Exercise brief:
In the data, update the lines starting with the one containing "the form (1110,224)." and continuing through the end by replacing each "noun phrase" with "text label" and leaving everything else unchanged. Return only those lines.

## BEGIN Record excerpts

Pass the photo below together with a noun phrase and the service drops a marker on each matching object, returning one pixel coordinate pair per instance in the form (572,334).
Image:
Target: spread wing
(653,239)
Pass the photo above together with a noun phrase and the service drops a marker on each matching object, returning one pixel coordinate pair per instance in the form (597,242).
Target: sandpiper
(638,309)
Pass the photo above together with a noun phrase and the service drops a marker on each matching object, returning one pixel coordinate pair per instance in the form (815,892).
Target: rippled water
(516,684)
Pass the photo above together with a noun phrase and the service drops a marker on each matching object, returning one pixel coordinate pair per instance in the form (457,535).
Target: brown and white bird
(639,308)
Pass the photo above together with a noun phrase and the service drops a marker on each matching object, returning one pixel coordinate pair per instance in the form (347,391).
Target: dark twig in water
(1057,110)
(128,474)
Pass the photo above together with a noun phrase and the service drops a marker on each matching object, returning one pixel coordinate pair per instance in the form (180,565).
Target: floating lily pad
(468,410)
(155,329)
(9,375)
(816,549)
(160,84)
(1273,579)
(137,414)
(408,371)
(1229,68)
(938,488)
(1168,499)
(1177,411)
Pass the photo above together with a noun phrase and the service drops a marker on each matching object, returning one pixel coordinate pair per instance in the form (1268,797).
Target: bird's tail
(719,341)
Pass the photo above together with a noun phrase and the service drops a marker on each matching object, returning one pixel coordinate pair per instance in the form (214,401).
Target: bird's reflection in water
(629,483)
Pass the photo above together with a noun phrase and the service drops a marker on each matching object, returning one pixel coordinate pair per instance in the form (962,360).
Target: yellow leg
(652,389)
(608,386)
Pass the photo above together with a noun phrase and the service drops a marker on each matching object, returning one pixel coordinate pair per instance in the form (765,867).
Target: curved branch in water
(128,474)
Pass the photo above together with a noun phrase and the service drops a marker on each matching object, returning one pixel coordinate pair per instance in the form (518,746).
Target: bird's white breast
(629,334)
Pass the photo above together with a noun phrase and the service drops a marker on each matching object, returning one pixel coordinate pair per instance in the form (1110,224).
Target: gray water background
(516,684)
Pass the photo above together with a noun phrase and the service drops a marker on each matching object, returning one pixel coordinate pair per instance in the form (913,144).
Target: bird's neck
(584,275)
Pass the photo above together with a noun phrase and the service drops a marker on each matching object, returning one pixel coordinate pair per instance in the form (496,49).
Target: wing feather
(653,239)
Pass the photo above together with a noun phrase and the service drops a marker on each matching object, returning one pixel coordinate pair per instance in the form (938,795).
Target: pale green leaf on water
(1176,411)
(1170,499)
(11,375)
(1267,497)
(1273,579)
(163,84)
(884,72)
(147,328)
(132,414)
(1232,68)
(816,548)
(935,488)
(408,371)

## END Record excerpts

Answer for this exercise:
Pass the photo above together with a text label and the service drops a marker on each matching object, returning one pixel coordinate pair per instance in the form (1110,224).
Target: gray water background
(516,684)
Pass the photo above together with a text label and the service drops a marker on each matching object, returning one pixel coordinate pair per instance in the form (913,144).
Target: bird's neck
(584,275)
Pass the photo above together with a text label and the service drops a marker on each matching object, returning one pixel coordinate pair per instance in the form (496,49).
Target: wing feather
(653,239)
Pass the photo above together with a text label and the service drops a marker on each matching object, returning one pixel coordinate pair per instance in the form (938,795).
Target: pale green leaf on water
(1176,411)
(1170,499)
(11,375)
(1267,497)
(1273,579)
(163,84)
(884,72)
(147,328)
(132,414)
(1232,68)
(816,548)
(935,488)
(408,371)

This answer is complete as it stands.